▶ [Textauszug]
**********
DAZ aktuell

Scherbenhaufen (Kommentar)

Fassungslosigkeit, Entsetzen, Wut über den Schmidt-Seehofer-Deal: Für Deutschlands Apotheken hätte es kaum schlimmer kommen können. Die jetzt bekannt gewordenen Eckdaten zur Gesundheitsreform stellen die pessimistischsten Befürchtungen, die man im Vorfeld der Großen Konsensrunde haben konnte, in den Schatten: Weder gelang es, die flächendeckende Einführung des Versandhandels mit apothekenpflichtigen Arzneimitteln zu verhindern noch die Aufhebung des Mehrbesitzes bei Apotheken. Die Arzneimittelpreisverordnung, ob fix oder variabel, ist in Zukunft nur noch ein Torso – ein rechtlich angreifbarer Flickenteppich, der die Regel des einheitlichen Arzneimittelabgabepreises zur Ausnahme macht.

Sage keiner, er habe nichts gewusst: Das Apothekenwesen und die Arzneimitteldistribution in Deutschland stehen vor ihrem radikalsten Umbau seit Gründung der Bundesrepublik Deutschland – und die ABDA und ihre Mitglieder vor einem politischen Scherbenhaufen ohnegleichen. Beides dürfte bzw. sollte nicht ohne Konsequenzen bleiben. Nie war es um die 21 500 Apotheken und ihre Repräsentanten politisch so einsam wie heute: von der (ver)öffentlich(t)en Meinung als verkrustete und wettbewerbsresistente Besitzstandswahrer düpiert, von Rotgrün als bloße Kostentreiber diskriminiert, von der Opposition böse im Stich gelassen.

Besonders bitter: Das Verhalten von Horst Seehofer & Co. Erinnern Sie sich noch? Der viel umjubelte Auftritt des wendigen Bajuwaren auf dem außerordentlichen Apothekertag. Es ist kaum vier Monate her: Versandhandel und Aufhebung des Mehrbesitzverbotes? Mit uns nicht. Und heute: Was interessiert mich mein Geschwätz von gestern. Ein Lehrstück für politischen Opportunismus und hemmungslose Rosstäuscherei.
**********
▶ [Aufgaben]
1) Welche drei Gefühle werden im ersten Satz des Textauszugs genannt?
2) Beantworten Sie kurz anhand des Textauszugs:
(a) Wie viele Apotheken werden genannt?
(b) Wie lange liegt Seehofers Auftritt auf dem außerordentlichen Apothekertag zurück?
(c) Welche zwei Vorhaben konnten nicht verhindert werden?

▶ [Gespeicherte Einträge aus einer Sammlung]
**********
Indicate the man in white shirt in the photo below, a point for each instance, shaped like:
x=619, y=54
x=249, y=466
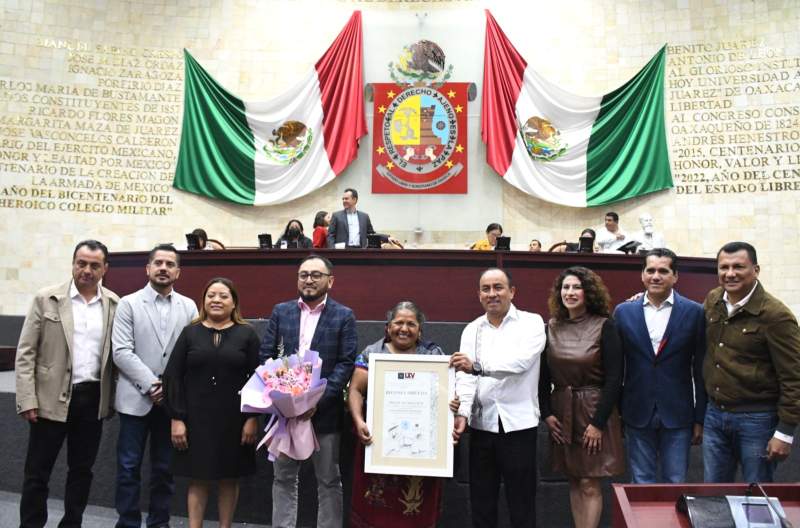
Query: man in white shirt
x=146, y=326
x=610, y=238
x=649, y=237
x=349, y=226
x=64, y=383
x=497, y=381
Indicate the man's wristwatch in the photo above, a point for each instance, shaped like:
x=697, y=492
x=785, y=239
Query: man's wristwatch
x=477, y=369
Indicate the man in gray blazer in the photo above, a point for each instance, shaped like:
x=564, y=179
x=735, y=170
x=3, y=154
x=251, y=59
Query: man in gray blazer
x=146, y=326
x=349, y=226
x=65, y=383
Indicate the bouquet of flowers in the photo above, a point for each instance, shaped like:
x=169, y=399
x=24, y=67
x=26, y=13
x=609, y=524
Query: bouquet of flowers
x=286, y=388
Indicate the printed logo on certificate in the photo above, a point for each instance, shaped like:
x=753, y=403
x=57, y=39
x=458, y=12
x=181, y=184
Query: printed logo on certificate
x=408, y=414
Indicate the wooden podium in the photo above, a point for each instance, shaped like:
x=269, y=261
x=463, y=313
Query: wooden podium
x=653, y=505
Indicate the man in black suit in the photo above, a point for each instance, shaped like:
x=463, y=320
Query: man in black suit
x=348, y=225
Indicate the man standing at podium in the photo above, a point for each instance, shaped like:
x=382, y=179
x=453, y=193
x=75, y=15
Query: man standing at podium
x=610, y=237
x=663, y=401
x=751, y=370
x=314, y=321
x=349, y=226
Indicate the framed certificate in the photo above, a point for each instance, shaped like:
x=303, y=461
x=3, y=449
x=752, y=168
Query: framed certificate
x=408, y=415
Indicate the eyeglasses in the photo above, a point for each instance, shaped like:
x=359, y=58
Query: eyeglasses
x=314, y=275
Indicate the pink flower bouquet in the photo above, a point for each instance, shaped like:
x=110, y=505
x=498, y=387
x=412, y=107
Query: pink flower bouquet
x=286, y=388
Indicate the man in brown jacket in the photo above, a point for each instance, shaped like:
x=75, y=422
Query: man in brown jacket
x=751, y=371
x=65, y=383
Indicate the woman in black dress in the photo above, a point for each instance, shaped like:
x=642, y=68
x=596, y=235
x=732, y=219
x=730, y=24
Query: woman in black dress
x=212, y=359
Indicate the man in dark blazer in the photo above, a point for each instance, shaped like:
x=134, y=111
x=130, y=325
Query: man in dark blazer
x=349, y=226
x=664, y=400
x=314, y=322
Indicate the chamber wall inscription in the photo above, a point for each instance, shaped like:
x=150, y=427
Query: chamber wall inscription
x=733, y=118
x=105, y=143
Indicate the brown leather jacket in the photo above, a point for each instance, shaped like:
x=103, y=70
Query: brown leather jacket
x=752, y=358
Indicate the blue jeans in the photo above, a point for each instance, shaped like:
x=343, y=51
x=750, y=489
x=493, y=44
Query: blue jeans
x=731, y=438
x=133, y=433
x=654, y=445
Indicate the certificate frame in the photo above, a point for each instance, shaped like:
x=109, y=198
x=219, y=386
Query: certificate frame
x=436, y=376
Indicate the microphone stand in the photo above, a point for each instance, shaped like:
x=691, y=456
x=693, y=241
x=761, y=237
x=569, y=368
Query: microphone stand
x=783, y=520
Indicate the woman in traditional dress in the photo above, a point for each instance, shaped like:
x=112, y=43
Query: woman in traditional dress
x=390, y=501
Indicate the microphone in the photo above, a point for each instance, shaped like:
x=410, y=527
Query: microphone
x=783, y=520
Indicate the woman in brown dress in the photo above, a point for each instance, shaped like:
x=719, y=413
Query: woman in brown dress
x=584, y=363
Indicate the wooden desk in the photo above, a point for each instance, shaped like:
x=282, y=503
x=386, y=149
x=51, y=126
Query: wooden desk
x=443, y=282
x=653, y=505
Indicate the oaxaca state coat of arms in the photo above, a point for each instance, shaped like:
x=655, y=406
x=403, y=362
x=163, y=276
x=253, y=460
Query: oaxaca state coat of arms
x=419, y=126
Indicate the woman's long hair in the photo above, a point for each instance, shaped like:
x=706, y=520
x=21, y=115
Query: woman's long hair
x=404, y=305
x=236, y=315
x=286, y=231
x=595, y=293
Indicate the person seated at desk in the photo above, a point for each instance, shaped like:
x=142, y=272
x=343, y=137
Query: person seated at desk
x=293, y=236
x=575, y=247
x=493, y=231
x=319, y=238
x=205, y=242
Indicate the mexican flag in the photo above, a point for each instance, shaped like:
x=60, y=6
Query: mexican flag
x=262, y=153
x=569, y=149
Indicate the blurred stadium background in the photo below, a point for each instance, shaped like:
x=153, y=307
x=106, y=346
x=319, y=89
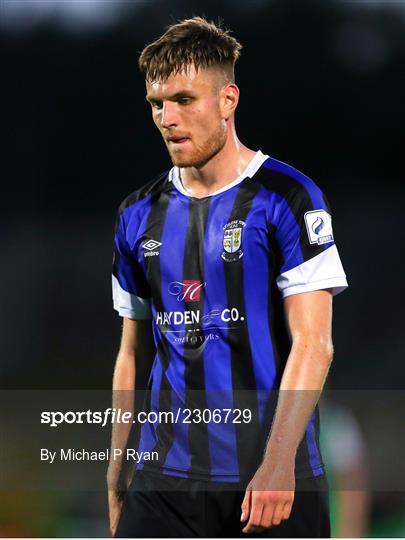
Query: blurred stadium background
x=323, y=88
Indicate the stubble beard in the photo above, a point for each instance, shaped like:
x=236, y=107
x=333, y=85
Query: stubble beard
**********
▶ [Lösungen]
1) Fassungslosigkeit, Entsetzen, Wut

2)
(a) 21 500
(b) Kaum vier Monate
(c) Die flächendeckende Einführung des Versandhandels mit apothekenpflichtigen Arzneimitteln und die Aufhebung des Mehrbesitzes bei Apotheken